* [Records for the task]

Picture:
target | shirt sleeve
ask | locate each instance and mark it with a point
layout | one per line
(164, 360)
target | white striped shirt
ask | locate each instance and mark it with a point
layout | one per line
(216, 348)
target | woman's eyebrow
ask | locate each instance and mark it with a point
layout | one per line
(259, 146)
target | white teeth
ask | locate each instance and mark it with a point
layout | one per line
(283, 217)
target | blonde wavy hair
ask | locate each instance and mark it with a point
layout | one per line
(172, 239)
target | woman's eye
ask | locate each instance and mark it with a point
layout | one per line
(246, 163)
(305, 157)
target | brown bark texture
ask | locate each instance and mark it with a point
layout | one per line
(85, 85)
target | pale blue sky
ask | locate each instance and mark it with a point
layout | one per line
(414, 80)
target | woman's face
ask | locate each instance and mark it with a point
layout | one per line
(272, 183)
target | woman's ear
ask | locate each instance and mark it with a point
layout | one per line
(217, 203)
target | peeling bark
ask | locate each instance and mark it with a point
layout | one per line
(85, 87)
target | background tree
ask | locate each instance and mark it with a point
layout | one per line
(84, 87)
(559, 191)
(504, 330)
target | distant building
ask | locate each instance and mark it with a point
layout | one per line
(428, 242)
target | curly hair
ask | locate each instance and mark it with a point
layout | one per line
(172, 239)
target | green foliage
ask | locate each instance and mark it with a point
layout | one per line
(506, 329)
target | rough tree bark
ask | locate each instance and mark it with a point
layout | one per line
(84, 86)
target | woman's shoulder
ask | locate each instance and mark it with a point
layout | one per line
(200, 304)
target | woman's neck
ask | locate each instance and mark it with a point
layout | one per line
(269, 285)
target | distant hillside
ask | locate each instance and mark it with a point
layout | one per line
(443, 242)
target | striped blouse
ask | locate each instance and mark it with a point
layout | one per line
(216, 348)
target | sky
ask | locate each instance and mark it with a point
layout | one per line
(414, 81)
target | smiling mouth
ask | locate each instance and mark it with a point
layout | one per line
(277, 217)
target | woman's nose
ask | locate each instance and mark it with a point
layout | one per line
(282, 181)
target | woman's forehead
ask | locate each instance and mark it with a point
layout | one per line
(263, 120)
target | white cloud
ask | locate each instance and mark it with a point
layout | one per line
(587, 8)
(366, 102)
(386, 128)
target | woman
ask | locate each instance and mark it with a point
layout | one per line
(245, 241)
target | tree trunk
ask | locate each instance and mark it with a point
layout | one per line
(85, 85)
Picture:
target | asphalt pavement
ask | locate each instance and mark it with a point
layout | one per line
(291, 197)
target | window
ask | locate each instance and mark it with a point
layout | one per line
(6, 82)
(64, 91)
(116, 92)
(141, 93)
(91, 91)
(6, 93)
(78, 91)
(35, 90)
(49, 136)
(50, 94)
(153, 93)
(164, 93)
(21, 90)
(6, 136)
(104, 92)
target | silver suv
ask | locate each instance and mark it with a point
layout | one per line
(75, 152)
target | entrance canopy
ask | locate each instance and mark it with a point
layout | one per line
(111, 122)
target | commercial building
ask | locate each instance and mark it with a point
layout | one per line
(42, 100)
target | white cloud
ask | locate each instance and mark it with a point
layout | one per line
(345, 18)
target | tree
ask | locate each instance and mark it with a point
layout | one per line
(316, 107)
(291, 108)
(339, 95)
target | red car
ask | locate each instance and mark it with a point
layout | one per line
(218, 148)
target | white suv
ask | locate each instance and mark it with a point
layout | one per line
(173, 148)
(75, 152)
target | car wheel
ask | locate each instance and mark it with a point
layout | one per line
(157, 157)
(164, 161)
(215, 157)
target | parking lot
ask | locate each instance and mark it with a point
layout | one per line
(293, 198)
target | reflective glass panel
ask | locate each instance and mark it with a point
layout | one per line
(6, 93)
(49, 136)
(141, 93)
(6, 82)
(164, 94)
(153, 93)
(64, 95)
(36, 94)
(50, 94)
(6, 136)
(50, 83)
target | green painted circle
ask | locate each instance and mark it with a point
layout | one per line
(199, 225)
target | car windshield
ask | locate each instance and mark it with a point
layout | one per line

* [Task details]
Please print the lines from the one containing "target | green painted circle" through the end of the records, without changing anything.

* [Solution to this task]
target | green painted circle
ask | locate each instance and mark it with a point
layout | one per line
(199, 225)
target | car windshield
ask | locate each instance and mark it with a point
layout | one per line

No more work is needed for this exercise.